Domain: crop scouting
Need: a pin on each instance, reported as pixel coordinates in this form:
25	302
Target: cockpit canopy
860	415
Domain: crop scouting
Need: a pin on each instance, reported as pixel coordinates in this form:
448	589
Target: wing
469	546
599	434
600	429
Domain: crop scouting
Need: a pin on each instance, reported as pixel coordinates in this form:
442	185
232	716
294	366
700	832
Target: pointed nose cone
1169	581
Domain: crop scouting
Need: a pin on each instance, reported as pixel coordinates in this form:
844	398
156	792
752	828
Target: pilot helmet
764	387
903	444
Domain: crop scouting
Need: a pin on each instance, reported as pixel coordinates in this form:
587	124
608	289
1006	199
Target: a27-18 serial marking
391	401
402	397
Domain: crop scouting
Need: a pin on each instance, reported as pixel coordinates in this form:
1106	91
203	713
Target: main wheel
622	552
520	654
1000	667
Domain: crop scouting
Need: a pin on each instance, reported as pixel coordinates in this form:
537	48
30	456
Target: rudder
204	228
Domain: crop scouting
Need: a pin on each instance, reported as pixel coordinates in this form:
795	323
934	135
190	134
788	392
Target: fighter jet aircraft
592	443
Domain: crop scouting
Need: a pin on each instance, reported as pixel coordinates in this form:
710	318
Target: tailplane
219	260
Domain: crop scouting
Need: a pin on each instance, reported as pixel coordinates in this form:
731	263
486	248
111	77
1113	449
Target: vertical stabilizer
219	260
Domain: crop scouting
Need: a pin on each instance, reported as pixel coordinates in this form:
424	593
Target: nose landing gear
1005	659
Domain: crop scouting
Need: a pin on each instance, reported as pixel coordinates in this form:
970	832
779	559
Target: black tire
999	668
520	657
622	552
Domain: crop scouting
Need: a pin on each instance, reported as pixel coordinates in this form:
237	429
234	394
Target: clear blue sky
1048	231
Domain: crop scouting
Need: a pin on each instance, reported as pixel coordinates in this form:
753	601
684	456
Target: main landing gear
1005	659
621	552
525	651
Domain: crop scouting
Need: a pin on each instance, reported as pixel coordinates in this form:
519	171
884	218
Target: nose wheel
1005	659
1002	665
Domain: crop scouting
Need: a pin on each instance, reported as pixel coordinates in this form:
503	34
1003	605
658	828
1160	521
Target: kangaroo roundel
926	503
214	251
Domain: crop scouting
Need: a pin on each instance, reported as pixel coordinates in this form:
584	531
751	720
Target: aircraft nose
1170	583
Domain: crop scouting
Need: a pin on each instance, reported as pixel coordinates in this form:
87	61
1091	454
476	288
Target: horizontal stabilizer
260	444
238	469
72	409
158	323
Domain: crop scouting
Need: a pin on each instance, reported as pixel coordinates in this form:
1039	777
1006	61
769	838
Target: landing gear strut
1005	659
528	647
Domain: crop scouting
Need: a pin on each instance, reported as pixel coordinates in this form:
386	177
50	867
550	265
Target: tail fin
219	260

········

Try it: Write out the entries above once more, without altering anything.

Exercise answer:
Domain: crop scouting
Need: a pin on each instance, reported as pixel coordinates in this form:
25	302
Target: cockpit canopy
860	415
Domain: crop scouting
Need: a pin on each instance, reported as pixel coordinates in this form:
448	589
Target: wing
469	546
599	434
600	429
Domain: crop scouting
Need: a pin on each instance, reported as pixel coordinates in this form:
442	185
232	716
294	366
700	832
Target: pointed nose cone
1169	581
Domain: crop scouting
Need: a pin on each instance, reported as pixel coordinates in this form:
844	398
156	792
752	828
Target: pilot helmet
764	387
903	444
Domain: crop scouting
Need: a pin on each instance, reported as pixel coordinates in this form:
587	124
608	289
1006	199
Target: a27-18 serial marking
391	401
402	397
Domain: crop scouting
Need: a pin on each instance, reported as pixel coordinates in this form:
1106	91
203	713
Target: main wheel
622	552
520	654
1000	667
Domain: crop scouting
Need: a pin on each instance, reported as pixel coordinates in this form:
537	48
30	456
Target: rudder
204	228
Domain: crop scouting
Need: a pin on each instance, reported as pixel coordinates in this form:
795	323
934	135
190	134
788	392
Target: fighter jet aircraft
592	443
Domain: crop scouting
Need: a pin on each instance, reported as pixel coordinates in this form:
710	318
Target: tailplane
219	260
Domain: crop scouting
Need: a pin on each instance, reported as pixel coordinates in this form:
731	263
486	248
111	77
1113	449
Target: vertical stabilizer
219	260
Domain: crop scouting
Need: a pin on each instance, reported as pixel coordinates in this form:
424	593
Target: nose landing gear
1005	659
Domain: crop scouting
Need: a pin on each instance, reported as pixel coordinates in this form:
970	832
779	559
Target: black tire
999	668
520	657
622	552
Domain: crop scouting
Need: a pin on each instance, reported as pixel coordinates in this form:
237	429
234	394
Target: clear blue sky
1048	231
Domain: crop scouting
Need: a pin on each instance, reported as pixel coordinates in this form:
753	601
684	456
Target: main landing gear
1005	659
621	552
525	651
Domain: crop scouting
Need: a pin on each instance, reported as pixel coordinates in this form:
519	171
884	218
Target: nose wheel
1005	659
1002	665
Domain: crop scouting
Need: a pin on each instance, reported as pixel coordinates in this form:
503	34
1003	605
658	828
1160	521
Target: kangaroo roundel
926	503
214	251
Domain: crop scouting
Need: a pin on each instance, reported as pixel coordinates in this form:
584	531
751	720
Target: aircraft nose
1170	583
Domain: crop scouting
Need: a pin on each instance, reported as pixel coordinates in this form:
87	61
1091	454
476	288
Target: horizontal stabilizer
260	444
238	469
72	409
158	323
Domain: crop scouting
Need: a pin on each instance, reported as pixel coordinates in this form:
1039	777
1006	61
769	838
Target: landing gear strut
1005	659
528	647
Domain: crop scouting
Need: a pin on each instance, reported as pixel coordinates in this form:
386	177
50	867
550	265
Target: tail fin
219	260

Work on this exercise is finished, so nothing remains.